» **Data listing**

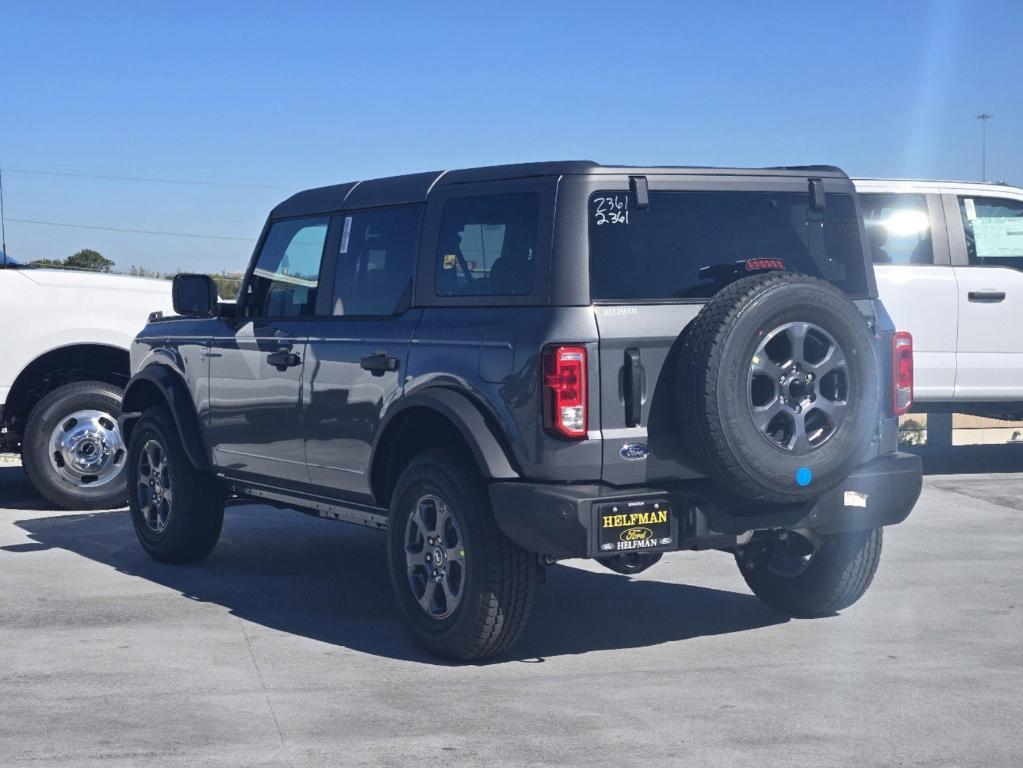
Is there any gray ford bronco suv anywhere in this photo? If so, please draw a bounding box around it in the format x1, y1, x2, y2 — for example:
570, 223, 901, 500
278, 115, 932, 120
121, 162, 921, 660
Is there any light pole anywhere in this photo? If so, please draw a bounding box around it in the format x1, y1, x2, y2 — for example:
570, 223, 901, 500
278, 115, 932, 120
977, 112, 993, 181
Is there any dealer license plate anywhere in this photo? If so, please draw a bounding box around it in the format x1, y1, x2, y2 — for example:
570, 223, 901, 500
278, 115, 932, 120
596, 499, 675, 553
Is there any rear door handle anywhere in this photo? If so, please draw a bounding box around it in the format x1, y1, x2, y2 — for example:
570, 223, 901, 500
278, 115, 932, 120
266, 350, 302, 371
359, 352, 398, 376
967, 290, 1006, 304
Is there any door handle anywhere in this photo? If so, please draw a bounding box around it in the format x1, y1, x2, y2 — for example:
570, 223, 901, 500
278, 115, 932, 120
967, 290, 1006, 304
266, 350, 302, 371
359, 352, 398, 376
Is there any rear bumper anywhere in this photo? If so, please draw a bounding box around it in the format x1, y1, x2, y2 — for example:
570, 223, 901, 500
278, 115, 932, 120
490, 453, 922, 557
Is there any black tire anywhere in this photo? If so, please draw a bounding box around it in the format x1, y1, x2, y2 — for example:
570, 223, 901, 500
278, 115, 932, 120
736, 528, 884, 619
388, 450, 537, 662
677, 272, 881, 503
128, 407, 225, 562
21, 381, 127, 509
596, 552, 662, 576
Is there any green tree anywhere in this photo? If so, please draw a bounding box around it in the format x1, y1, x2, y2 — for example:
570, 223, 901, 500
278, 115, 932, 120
210, 272, 241, 299
29, 259, 64, 269
64, 249, 114, 272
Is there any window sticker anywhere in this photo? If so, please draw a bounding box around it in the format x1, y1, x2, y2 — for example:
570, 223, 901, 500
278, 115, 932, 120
593, 194, 629, 227
973, 216, 1023, 259
341, 216, 352, 254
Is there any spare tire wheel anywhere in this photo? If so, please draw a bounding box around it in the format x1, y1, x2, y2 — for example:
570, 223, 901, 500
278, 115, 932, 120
677, 272, 880, 502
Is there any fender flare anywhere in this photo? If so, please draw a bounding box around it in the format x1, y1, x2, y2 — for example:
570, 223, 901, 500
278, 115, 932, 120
118, 363, 210, 469
370, 387, 520, 480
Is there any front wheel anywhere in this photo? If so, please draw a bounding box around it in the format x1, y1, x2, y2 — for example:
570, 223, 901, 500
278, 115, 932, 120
736, 528, 882, 619
388, 451, 536, 662
128, 408, 225, 562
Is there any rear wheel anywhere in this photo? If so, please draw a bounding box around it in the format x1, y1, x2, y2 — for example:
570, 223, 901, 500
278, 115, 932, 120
21, 381, 128, 509
736, 528, 883, 619
388, 451, 536, 662
128, 408, 225, 562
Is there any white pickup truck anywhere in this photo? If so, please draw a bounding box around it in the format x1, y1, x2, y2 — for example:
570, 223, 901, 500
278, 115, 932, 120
854, 179, 1023, 418
0, 258, 171, 509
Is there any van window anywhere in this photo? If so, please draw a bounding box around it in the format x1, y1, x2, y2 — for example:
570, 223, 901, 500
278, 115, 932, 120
589, 191, 866, 301
436, 192, 540, 296
859, 192, 934, 264
247, 217, 329, 317
960, 197, 1023, 269
332, 206, 422, 316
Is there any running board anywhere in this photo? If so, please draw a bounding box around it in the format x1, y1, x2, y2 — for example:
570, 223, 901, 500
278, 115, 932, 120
233, 483, 388, 531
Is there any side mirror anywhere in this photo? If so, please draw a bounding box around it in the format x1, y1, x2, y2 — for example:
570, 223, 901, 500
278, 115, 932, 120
171, 274, 219, 317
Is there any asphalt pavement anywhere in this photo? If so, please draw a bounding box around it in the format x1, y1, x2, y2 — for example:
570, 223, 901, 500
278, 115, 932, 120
0, 465, 1023, 768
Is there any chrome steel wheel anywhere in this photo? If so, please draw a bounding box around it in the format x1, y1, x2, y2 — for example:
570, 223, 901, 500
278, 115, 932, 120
49, 410, 127, 487
135, 440, 173, 534
405, 495, 465, 619
748, 322, 850, 454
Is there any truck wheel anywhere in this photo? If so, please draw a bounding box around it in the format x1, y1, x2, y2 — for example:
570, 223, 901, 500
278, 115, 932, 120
21, 381, 127, 509
736, 528, 882, 619
128, 408, 225, 562
388, 451, 536, 662
677, 272, 881, 502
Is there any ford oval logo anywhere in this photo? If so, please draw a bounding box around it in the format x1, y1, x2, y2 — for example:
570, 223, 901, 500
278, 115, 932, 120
618, 443, 650, 461
618, 527, 654, 541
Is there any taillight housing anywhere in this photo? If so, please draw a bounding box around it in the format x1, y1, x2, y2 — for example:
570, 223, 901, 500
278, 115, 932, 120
542, 346, 587, 440
892, 330, 913, 416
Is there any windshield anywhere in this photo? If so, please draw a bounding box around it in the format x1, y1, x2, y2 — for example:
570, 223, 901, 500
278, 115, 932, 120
589, 191, 866, 301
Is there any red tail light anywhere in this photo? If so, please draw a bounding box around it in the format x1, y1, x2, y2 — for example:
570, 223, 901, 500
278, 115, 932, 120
543, 347, 586, 440
892, 330, 913, 416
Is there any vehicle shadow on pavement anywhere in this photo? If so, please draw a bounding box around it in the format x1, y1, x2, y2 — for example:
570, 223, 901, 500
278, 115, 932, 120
0, 466, 60, 511
4, 505, 786, 664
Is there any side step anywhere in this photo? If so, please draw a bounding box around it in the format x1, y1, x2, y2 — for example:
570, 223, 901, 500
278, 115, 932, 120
233, 483, 388, 531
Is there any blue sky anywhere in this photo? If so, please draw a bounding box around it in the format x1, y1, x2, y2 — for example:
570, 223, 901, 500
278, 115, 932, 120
0, 0, 1023, 270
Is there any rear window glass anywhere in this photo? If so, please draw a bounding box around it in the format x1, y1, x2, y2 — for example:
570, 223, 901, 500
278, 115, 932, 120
589, 191, 866, 301
437, 192, 540, 296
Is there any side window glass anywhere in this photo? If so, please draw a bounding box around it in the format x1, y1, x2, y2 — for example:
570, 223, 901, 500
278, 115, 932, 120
333, 206, 422, 316
248, 217, 328, 317
960, 196, 1023, 269
436, 192, 540, 296
859, 192, 934, 264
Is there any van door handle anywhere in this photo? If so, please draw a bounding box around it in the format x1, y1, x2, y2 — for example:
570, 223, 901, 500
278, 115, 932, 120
622, 348, 642, 426
266, 350, 302, 371
968, 290, 1006, 304
359, 352, 398, 376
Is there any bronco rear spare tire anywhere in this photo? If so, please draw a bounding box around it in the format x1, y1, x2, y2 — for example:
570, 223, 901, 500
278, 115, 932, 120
678, 272, 881, 502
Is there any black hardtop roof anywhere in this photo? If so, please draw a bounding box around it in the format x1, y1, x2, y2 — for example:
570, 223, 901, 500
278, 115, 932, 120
270, 161, 848, 219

» **EXERCISE REQUIREMENTS**
Without the pictures, return all the records precisely as they stand.

» **SOLUTION FOR THIS TASK**
Is there any gray ford bronco suv anywhere in this photo? If so, please draw a bounding box around it in the format x1, y1, x2, y2 — for example:
570, 223, 901, 500
278, 115, 932, 120
121, 162, 921, 660
Is there any light pole anywhere in this photo? If so, please draw a bounding box around it in the format x1, y1, x2, y2 — for example:
570, 223, 901, 500
278, 115, 932, 120
977, 112, 993, 181
Is there any dealer license plate anywhere in this photo? If so, please draw a bounding box around it in the format x1, y1, x2, y2 — for example:
570, 223, 901, 500
278, 115, 932, 120
596, 499, 675, 553
Is there any rear door handle anywhere in this photo? If so, please draw a bounding box around it in the format x1, y1, x2, y2 — for example:
570, 223, 901, 500
278, 115, 932, 120
266, 350, 302, 371
359, 352, 398, 376
967, 290, 1006, 304
Is there any door handle anywhere in this photo? If so, please draw a bounding box around it in the format x1, y1, x2, y2 — for example:
570, 223, 901, 500
278, 115, 932, 120
967, 290, 1006, 304
266, 350, 302, 371
359, 352, 398, 376
Is there any rear bumper anywhere in this photo? If so, please draw a bounding box around it in the format x1, y1, x2, y2 — for example:
570, 223, 901, 500
278, 115, 932, 120
490, 453, 922, 557
Is there any black tire anywhere in this photo? If so, please draw a bounding box around it in the format x1, y1, x2, y2 — for example:
570, 223, 901, 500
278, 115, 932, 120
736, 528, 884, 619
388, 450, 537, 662
677, 272, 881, 503
128, 407, 225, 562
21, 381, 127, 509
596, 552, 662, 576
Is there any green tree anywhere in this photo? If so, please draw a bounding box around it in the format x1, y1, x2, y2 — for example:
570, 223, 901, 500
278, 115, 932, 120
210, 272, 241, 299
29, 259, 64, 269
64, 249, 114, 272
Is there any window sticker anywhere in this photo? If so, please draw a bounding box around it in the format x1, y1, x2, y2 — for example:
570, 223, 901, 500
278, 115, 932, 120
593, 194, 629, 227
973, 216, 1023, 259
341, 216, 352, 254
Is there any spare tire wheel anywhere in this photo? If so, please draw a bounding box around it in the format x1, y1, x2, y2 — for example:
570, 223, 901, 500
278, 115, 932, 120
677, 272, 880, 502
Is there any fender flare anywhere in this photo? If so, please draw a bounding box around it in the format x1, y1, x2, y2 — for example:
570, 223, 901, 500
278, 115, 932, 120
118, 363, 210, 469
370, 387, 520, 480
Is there any front wheel anywhere in this photo? If so, please draw a bounding box around it in the format x1, y1, x2, y2 — for example:
570, 223, 901, 500
278, 115, 932, 120
736, 528, 882, 619
388, 451, 536, 662
128, 408, 225, 562
Is there any rear wheel anywhere in this photo? If so, please draw a bounding box around it in the format x1, y1, x2, y2 — for example:
570, 223, 901, 500
278, 115, 932, 120
21, 381, 128, 509
736, 528, 883, 619
388, 451, 536, 662
128, 408, 225, 562
Is there any white pickup truck anywhere in this photo? If so, please draw a bounding box around it in the format x1, y1, x2, y2 — for example:
570, 223, 901, 500
278, 115, 932, 120
854, 179, 1023, 418
0, 258, 171, 509
Is there any van window anywhere in this photo? If so, please draw a bounding box around it in the format x1, y1, x2, y2 — for example:
570, 223, 901, 500
278, 115, 932, 120
589, 191, 866, 301
436, 192, 540, 296
859, 192, 934, 264
247, 217, 329, 317
960, 197, 1023, 269
332, 206, 422, 316
Is there any running board anywhere in this photo? If so, please draw a bounding box around it in the format x1, y1, x2, y2 — for example:
570, 223, 901, 500
278, 115, 932, 120
233, 483, 388, 531
Is there any side mirror anywhere in this photo? If so, please draw a bounding box around it in the format x1, y1, x2, y2 — for example:
570, 223, 901, 500
278, 115, 932, 120
171, 274, 219, 317
Is there any asphalt pavement anywhere in this photo? If so, please draw a bounding box around it in the format x1, y1, x2, y2 — for example:
570, 223, 901, 500
278, 115, 932, 120
0, 465, 1023, 768
Is there any chrome steel wheel anywhere in this photo? If so, please draw a bounding box around it in the format x1, y1, x2, y2 — for example:
570, 223, 901, 500
278, 115, 932, 120
49, 410, 127, 487
135, 440, 173, 534
405, 495, 465, 619
748, 322, 850, 454
Is there any truck wheel anywhere in this photo? If so, please draw a bounding box around it in the format x1, y1, x2, y2 — for example:
570, 223, 901, 500
278, 115, 932, 120
21, 381, 127, 509
736, 528, 882, 619
128, 408, 225, 562
388, 451, 536, 662
677, 272, 881, 502
Is there any ford oval logo anywhere in this photo? If so, please draw a bounding box around it in the format x1, y1, x2, y2 — for example:
570, 223, 901, 500
278, 115, 932, 120
618, 443, 650, 461
618, 527, 654, 541
Is there any taillight housing anywhere in this photo? If so, please draw a bounding box around it in the format x1, y1, x2, y2 — for example:
570, 223, 901, 500
278, 115, 932, 120
542, 346, 587, 440
892, 330, 913, 416
Is there any windshield anywhere in this photo? If so, please draw a bounding box around it in the format x1, y1, x2, y2 — for example:
570, 223, 901, 500
278, 115, 932, 120
589, 191, 866, 301
Is there any red tail light anywhere in this photo? If so, please draw a bounding box around it in the format x1, y1, x2, y2 — for example:
570, 223, 901, 500
278, 115, 932, 120
543, 347, 586, 440
892, 330, 913, 416
Is there any vehicle shadow on pavement anywhere in this photo? If so, please draw a bounding box around it in the format x1, y1, x2, y2 — for example:
570, 223, 901, 500
278, 115, 932, 120
0, 466, 60, 511
4, 505, 786, 664
Is there any side step anywhere in this photo? If so, please draw a bounding box around it in the format x1, y1, x2, y2 — for example:
570, 223, 901, 500
278, 115, 932, 120
233, 483, 388, 531
Is there any blue sky anywhere in this photo? If so, please draw a bounding box around it in the format x1, y1, x2, y2 — for example:
570, 223, 901, 500
278, 115, 932, 120
0, 0, 1023, 270
Is there any rear window glass anywhere in this photo? If so, please draw a bounding box around it in the format x1, y1, x2, y2 — for example:
570, 223, 901, 500
278, 115, 932, 120
589, 191, 866, 301
437, 192, 540, 296
Is there any side window glass anywhere in this photo? If so, please draw a bounding box around it in the format x1, y1, x2, y2 — for example:
570, 223, 901, 500
278, 115, 932, 120
333, 206, 422, 316
248, 217, 328, 317
960, 196, 1023, 269
436, 192, 540, 296
859, 192, 934, 264
Is there any van door handle anywhere in this photo? If so, please draw a bounding box around it in the format x1, y1, x2, y2 — for example:
570, 223, 901, 500
278, 115, 932, 120
622, 348, 642, 426
266, 350, 302, 371
968, 290, 1006, 304
359, 352, 398, 376
Is there any bronco rear spare tire anywhere in this photo? If so, please draw a bounding box around it in the format x1, y1, x2, y2 — for example:
570, 223, 901, 500
278, 115, 932, 120
678, 272, 881, 502
Is there any black hardtop roof anywhere in this photo? If so, please draw a bounding box around it in the format x1, y1, x2, y2 — for example:
570, 223, 901, 500
278, 115, 932, 120
270, 161, 848, 219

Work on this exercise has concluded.